_WHAT YOU SHOULD DO_: Please restate all the entries below, substituting "image coordinates" for each "pixel coordinates" and changing nothing else. Leave the pictures out of your answer.

===== SOURCE RECORDS =====

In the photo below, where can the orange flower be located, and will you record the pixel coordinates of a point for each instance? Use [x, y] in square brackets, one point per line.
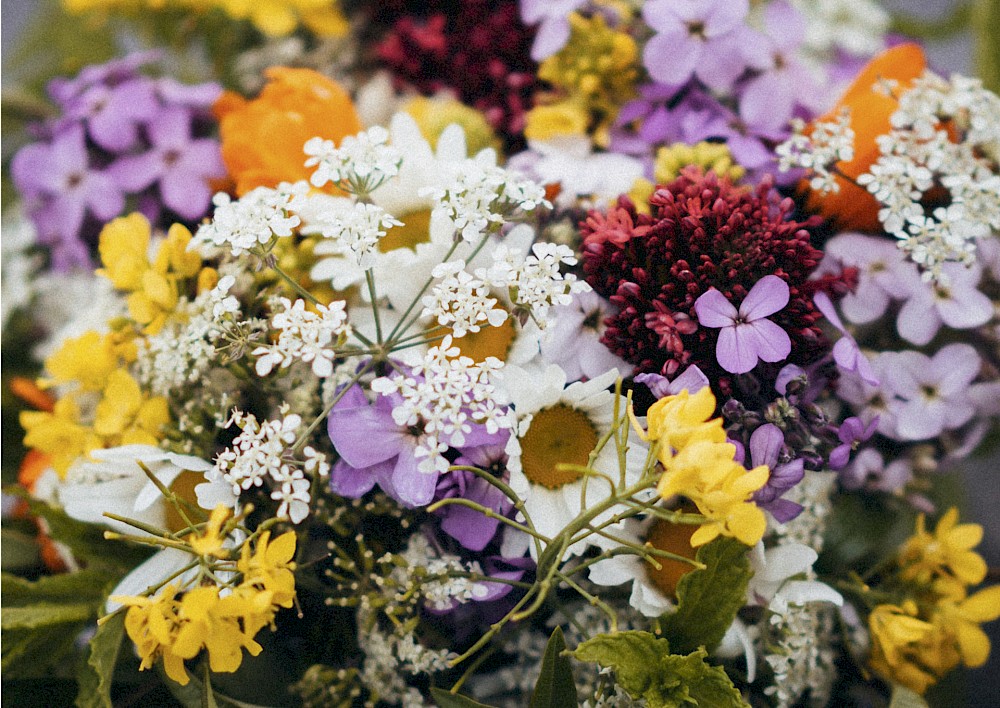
[853, 207]
[262, 138]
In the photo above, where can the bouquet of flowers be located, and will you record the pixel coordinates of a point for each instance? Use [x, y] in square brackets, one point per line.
[470, 352]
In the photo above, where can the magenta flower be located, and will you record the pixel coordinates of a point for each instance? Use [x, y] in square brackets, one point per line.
[746, 336]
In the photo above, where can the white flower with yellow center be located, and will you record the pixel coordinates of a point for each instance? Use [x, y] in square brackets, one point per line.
[556, 424]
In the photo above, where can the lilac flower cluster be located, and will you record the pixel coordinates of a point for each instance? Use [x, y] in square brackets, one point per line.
[120, 139]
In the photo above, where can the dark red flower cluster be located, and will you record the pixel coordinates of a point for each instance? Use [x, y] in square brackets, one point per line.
[478, 49]
[703, 232]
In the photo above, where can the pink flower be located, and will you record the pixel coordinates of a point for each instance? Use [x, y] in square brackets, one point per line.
[746, 335]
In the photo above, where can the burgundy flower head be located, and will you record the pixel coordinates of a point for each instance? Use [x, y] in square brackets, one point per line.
[479, 49]
[703, 232]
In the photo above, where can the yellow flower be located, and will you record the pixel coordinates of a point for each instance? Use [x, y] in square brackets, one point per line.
[706, 473]
[270, 566]
[87, 360]
[944, 559]
[681, 420]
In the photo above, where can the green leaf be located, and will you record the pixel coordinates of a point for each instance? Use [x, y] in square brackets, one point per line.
[902, 697]
[102, 655]
[555, 687]
[446, 699]
[708, 599]
[644, 667]
[633, 655]
[45, 614]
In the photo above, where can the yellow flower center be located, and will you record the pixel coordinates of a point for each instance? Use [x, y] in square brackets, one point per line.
[416, 229]
[559, 434]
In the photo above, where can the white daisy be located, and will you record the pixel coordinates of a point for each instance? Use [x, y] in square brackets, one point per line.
[556, 425]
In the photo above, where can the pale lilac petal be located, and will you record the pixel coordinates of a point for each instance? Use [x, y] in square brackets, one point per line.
[771, 343]
[714, 310]
[767, 296]
[735, 354]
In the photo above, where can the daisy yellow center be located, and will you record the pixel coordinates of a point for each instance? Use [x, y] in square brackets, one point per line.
[673, 538]
[183, 486]
[488, 341]
[559, 434]
[416, 229]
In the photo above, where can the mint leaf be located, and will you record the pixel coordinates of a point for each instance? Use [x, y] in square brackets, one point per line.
[708, 599]
[555, 687]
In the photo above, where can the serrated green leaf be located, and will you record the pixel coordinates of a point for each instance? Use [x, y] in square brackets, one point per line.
[633, 655]
[902, 697]
[45, 614]
[708, 599]
[102, 655]
[445, 699]
[555, 687]
[66, 587]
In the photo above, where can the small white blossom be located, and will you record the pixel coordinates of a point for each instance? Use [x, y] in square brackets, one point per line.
[361, 164]
[461, 301]
[443, 396]
[254, 219]
[308, 336]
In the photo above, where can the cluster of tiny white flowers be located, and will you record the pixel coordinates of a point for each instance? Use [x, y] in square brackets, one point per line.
[461, 301]
[534, 282]
[443, 396]
[361, 164]
[259, 453]
[254, 219]
[829, 143]
[304, 335]
[920, 153]
[359, 231]
[481, 196]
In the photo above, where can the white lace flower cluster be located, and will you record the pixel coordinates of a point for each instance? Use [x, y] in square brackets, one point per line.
[443, 396]
[361, 164]
[534, 282]
[481, 197]
[259, 454]
[945, 133]
[461, 301]
[359, 230]
[304, 335]
[254, 219]
[829, 142]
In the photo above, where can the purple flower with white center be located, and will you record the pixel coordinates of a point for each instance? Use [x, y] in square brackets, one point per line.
[766, 444]
[869, 471]
[574, 341]
[691, 379]
[700, 38]
[846, 352]
[768, 99]
[552, 18]
[934, 390]
[61, 188]
[884, 274]
[181, 165]
[473, 529]
[852, 433]
[954, 301]
[746, 336]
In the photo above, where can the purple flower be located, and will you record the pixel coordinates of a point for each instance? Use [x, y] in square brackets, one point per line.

=====

_THE SOLUTION_:
In the photo below, where can the orange flower be located, and will you record the image coordinates of a point for each instance? Use [x, y] in square brackets, one point per line.
[853, 207]
[262, 138]
In the photo above, where can the bouquet of flowers be located, and will you record the image coordinates of a point for each instance? Use [x, y] in square brackets, one point per line.
[470, 352]
In the photo above, where can the magenta flower be located, and will you record the image coordinates of a point for each instance? Use [x, y] in square brackets, one point per line.
[746, 336]
In the photo above, where can the white flower with yellow center be located, and will you record the image coordinates of a point for each instance? Use [x, y] in square brackets, one point per line.
[556, 424]
In the photo above, where can the lilac flower cluster be located, and will you record the image coordinates of a point for each instance? Use [x, y] in square brackets, one point per line.
[120, 139]
In the photo above, where can the dark red flower cluster be located, and will you record the image coordinates of a point for each instance? Use [x, y] in square brackets, one point per line.
[478, 49]
[703, 232]
In the photo above, where can the pink flower be located, and will you record the image coordinates of a point for each instance? Use [x, y] in square brackets, one point per line.
[746, 335]
In the photo above, where can the burgundy flower head be located, and will you record the image coordinates of a point for each instance? Use [x, y] in square brackets, one point per line.
[479, 49]
[703, 232]
In the photo above, where can the yellow flower be located, and will you record the image coordinates of a point for each instance? Use [x, y] in square brackets, one point per line.
[706, 473]
[270, 566]
[87, 360]
[944, 559]
[681, 420]
In the photo above, where can the green leaf be located, and will you record the image coordinates of a point for each instance? Use [x, y] in square brackets, one point per line.
[902, 697]
[102, 655]
[555, 687]
[446, 699]
[708, 599]
[644, 667]
[633, 655]
[45, 614]
In the photo above, where can the yellow flower center be located, and will you record the image coordinates of a point for each instance? Use [x, y] in square brackets, one point per line.
[416, 229]
[559, 434]
In the photo above, where can the white daisy be located, and will you record the image coordinates of a point for each instance? Use [x, y] in square brackets, one point per line.
[556, 425]
In the photo above, where can the pale lilac petal be located, and will you record the image coordinates of a point for each instance? Use [x, y] in square brackets, one point per line.
[771, 343]
[714, 310]
[767, 296]
[735, 354]
In the photo above, where can the daisy yellow center be located, and will you record the image coordinates of a point for each instance? Use [x, y] in square brackets, one point per line.
[673, 538]
[183, 486]
[488, 341]
[559, 434]
[416, 229]
In the photo above, where can the mint leaf be located, and will you record the image coordinates of a point for each instance? Use [x, y] in square brackets, one point per line.
[708, 599]
[555, 687]
In the photo above, where can the serrated green leaf be located, and will you record the image coordinates of a point for each instance? Use [x, y] in square brackets, one point per line.
[633, 655]
[902, 697]
[45, 614]
[708, 599]
[102, 655]
[445, 699]
[555, 687]
[66, 587]
In the photo above, where can the small white blossom be located, and will you record the image coordinates of a point for each instance? Use [x, y] in square brackets, one point per line.
[361, 164]
[461, 301]
[443, 396]
[254, 219]
[308, 336]
In the photo above, where can the cluster of tiny white flowers be located, and will you record the image coordinates of a point for each instance? Use [x, y] in square brackets, one point per line.
[461, 301]
[534, 282]
[443, 396]
[361, 164]
[259, 453]
[254, 219]
[829, 143]
[304, 335]
[920, 153]
[359, 231]
[481, 196]
In the photo above, where can the white lace flower cluster be located, and will you record the image coordinates of a point for each instance? Use [x, y] in square brackets, one point per line.
[443, 396]
[361, 164]
[534, 282]
[481, 197]
[259, 454]
[945, 133]
[461, 301]
[359, 230]
[304, 335]
[254, 219]
[829, 142]
In the photo above, where can the purple flower with white center be located, and will you record the image coordinates of a point for each instance? Use [x, y] in square brackets, one point per line.
[766, 444]
[869, 471]
[574, 341]
[691, 379]
[700, 38]
[846, 352]
[768, 99]
[552, 18]
[934, 390]
[61, 188]
[884, 274]
[181, 165]
[473, 529]
[852, 433]
[954, 301]
[746, 336]
In the photo above, where can the purple flower be located, and will you record the image coordinates of a point for each instance? Use [x, y] in square brackets, one point per line.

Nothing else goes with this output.